→ **The exercise**:
Transcribe the listing below without any changes, from its first line through the line that contains "[1089, 578, 1133, 605]".

→ **Data in this exercise**:
▼

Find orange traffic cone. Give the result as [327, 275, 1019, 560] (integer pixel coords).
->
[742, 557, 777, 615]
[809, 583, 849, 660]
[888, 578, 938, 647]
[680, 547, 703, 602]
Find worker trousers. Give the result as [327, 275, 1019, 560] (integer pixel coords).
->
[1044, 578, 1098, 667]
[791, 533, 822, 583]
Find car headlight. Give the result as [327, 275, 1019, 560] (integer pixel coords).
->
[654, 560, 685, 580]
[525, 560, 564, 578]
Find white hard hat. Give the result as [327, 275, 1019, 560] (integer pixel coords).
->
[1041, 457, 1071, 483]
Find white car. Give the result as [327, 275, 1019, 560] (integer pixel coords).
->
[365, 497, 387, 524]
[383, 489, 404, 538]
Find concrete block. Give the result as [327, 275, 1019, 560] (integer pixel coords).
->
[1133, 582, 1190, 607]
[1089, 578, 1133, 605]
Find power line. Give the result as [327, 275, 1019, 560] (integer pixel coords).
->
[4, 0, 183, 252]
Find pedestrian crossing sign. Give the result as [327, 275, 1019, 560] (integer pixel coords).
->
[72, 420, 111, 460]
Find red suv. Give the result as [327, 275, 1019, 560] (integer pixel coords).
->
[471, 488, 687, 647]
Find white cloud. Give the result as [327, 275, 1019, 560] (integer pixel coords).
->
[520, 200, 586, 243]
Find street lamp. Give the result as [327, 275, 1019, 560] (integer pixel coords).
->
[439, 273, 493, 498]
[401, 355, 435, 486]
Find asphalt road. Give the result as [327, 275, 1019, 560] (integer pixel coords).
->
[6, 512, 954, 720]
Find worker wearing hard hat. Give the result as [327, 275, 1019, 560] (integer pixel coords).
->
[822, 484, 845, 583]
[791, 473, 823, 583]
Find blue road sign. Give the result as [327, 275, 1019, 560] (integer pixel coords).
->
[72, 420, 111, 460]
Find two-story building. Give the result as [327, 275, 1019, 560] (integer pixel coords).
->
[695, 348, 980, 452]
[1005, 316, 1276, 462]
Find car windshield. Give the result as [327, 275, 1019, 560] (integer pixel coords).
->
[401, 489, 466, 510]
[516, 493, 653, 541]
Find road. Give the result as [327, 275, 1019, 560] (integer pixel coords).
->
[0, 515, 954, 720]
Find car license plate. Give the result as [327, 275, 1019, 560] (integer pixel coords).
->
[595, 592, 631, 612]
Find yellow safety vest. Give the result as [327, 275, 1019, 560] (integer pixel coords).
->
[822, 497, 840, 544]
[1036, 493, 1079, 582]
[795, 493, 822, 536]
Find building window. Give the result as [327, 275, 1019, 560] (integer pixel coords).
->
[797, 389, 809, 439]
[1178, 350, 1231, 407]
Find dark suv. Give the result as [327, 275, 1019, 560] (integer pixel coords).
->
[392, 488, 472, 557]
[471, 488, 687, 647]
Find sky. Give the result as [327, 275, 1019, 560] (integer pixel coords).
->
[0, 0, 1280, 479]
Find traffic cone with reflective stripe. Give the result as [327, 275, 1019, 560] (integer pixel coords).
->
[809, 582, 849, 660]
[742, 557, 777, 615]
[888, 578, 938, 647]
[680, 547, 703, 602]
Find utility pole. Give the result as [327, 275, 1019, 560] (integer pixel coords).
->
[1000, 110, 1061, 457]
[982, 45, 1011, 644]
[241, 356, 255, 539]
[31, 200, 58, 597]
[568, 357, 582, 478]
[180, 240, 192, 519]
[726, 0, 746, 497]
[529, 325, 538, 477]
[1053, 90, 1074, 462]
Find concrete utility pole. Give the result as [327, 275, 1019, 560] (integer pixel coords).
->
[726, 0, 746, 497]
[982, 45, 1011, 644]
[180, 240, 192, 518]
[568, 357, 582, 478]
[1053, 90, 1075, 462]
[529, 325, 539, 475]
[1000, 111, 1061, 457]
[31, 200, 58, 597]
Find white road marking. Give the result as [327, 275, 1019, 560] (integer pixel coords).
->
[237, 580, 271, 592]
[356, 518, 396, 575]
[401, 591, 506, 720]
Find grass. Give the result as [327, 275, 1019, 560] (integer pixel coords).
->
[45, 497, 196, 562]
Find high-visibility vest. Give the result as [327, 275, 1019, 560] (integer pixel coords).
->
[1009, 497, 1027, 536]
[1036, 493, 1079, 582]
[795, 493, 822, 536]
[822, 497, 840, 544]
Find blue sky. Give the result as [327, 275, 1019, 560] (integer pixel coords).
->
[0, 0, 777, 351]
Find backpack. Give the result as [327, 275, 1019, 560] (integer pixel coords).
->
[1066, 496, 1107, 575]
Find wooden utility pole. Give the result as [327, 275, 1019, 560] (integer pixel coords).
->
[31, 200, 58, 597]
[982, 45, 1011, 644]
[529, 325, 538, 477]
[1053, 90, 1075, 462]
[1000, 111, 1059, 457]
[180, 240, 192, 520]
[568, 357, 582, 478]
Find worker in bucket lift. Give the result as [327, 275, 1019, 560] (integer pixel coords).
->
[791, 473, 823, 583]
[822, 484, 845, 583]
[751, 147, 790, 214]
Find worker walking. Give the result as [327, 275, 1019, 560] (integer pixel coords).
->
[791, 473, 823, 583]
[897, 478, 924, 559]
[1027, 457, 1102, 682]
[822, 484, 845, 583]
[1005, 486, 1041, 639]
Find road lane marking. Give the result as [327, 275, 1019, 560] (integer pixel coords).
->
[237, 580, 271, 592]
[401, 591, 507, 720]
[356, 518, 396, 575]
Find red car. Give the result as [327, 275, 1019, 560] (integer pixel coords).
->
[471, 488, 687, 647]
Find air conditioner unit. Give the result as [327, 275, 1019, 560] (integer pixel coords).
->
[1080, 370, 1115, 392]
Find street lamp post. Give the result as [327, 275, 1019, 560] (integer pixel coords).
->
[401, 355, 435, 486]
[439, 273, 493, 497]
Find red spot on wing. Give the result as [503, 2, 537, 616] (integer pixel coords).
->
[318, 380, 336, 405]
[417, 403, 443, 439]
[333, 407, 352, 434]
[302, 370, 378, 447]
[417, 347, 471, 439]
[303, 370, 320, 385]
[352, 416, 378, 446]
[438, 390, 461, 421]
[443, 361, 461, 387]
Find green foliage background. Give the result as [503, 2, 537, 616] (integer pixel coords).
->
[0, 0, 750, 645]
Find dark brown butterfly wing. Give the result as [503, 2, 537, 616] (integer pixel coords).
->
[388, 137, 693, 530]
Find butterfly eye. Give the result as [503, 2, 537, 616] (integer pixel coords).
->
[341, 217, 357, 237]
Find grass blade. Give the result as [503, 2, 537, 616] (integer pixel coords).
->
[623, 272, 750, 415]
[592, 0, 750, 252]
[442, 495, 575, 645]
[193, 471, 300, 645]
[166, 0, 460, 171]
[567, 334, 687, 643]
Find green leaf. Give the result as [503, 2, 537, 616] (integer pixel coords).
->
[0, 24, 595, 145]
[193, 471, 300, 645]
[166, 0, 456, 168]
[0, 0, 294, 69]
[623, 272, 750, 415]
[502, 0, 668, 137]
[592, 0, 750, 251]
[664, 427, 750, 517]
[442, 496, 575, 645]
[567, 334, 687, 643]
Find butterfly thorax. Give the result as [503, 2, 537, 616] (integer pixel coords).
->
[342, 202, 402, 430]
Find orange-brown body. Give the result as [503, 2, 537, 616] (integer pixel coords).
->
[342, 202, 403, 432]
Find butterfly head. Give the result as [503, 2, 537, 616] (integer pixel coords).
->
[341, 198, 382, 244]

▲

→ **Reply**:
Find orange traffic cone. Give the result as [327, 275, 1019, 560] (integer pixel coords).
->
[742, 557, 777, 615]
[809, 583, 849, 660]
[888, 578, 938, 647]
[680, 547, 703, 602]
Find worker trousers. Give the result as [327, 275, 1019, 560] (integer pixel coords).
->
[1044, 578, 1098, 667]
[791, 533, 822, 583]
Find car headlight. Give the result as [327, 275, 1019, 560] (integer pixel coords).
->
[654, 560, 685, 580]
[525, 560, 564, 578]
Find white hard hat. Give the result as [327, 275, 1019, 560] (integer pixel coords).
->
[1041, 457, 1071, 483]
Find white car. Give the result as [327, 275, 1019, 560] (integer pixel coords).
->
[365, 497, 387, 524]
[383, 489, 404, 538]
Find concrete block. Give the result as [327, 275, 1019, 560] (integer pixel coords).
->
[1133, 582, 1190, 607]
[1089, 578, 1133, 605]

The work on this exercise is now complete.